◆ STATED EXERCISE ◆
Print the listing below exactly.

[Stored items from a collection]

***

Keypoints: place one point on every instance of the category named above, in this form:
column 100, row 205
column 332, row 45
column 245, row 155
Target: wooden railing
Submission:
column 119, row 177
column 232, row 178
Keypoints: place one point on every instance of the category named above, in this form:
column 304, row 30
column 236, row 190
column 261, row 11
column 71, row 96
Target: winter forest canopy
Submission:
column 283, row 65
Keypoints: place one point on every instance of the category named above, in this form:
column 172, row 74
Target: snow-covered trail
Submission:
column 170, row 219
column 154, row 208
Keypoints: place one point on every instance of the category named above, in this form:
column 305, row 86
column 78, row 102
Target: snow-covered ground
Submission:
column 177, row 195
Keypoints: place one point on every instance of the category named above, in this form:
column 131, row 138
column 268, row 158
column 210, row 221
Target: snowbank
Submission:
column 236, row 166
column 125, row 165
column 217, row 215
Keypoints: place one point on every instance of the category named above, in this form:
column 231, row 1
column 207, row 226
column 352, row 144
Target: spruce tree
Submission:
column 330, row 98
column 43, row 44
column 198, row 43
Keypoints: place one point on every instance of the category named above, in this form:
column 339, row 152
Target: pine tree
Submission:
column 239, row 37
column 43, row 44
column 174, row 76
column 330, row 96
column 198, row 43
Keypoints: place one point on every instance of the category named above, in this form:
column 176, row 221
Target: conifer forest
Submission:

***

◆ SOLUTION BELOW ◆
Keypoints: place one point on every instance of the category named above, in this form:
column 100, row 205
column 332, row 45
column 245, row 155
Target: wooden railing
Submission:
column 119, row 177
column 232, row 178
Keypoints: place one point on every instance of the category named above, in this form:
column 304, row 30
column 236, row 190
column 261, row 11
column 71, row 96
Target: winter forest canopy
Submission:
column 283, row 65
Keypoints: place one point on every instance of the category named above, in this form:
column 172, row 74
Target: snow-covered trail
Submission:
column 170, row 219
column 154, row 208
Keypoints: place one point on every instance of the category named above, in this form:
column 305, row 86
column 78, row 102
Target: snow-covered ground
Submission:
column 177, row 195
Keypoints: place one point on every instance of the category named above, in this form:
column 131, row 138
column 268, row 158
column 210, row 221
Target: snowbank
Submission:
column 236, row 166
column 125, row 165
column 217, row 215
Keypoints: place one point on every instance of the category named above, in this form:
column 231, row 1
column 207, row 226
column 352, row 144
Target: spruce tree
Submission:
column 330, row 98
column 43, row 44
column 198, row 43
Keypoints: place one point on every instance of the category named above, in this form:
column 339, row 152
Target: pine tree
Submission:
column 239, row 37
column 43, row 44
column 174, row 76
column 330, row 96
column 198, row 43
Keypoints: place one point on every instance of the category named above, in this form:
column 176, row 221
Target: conifer forest
Submission:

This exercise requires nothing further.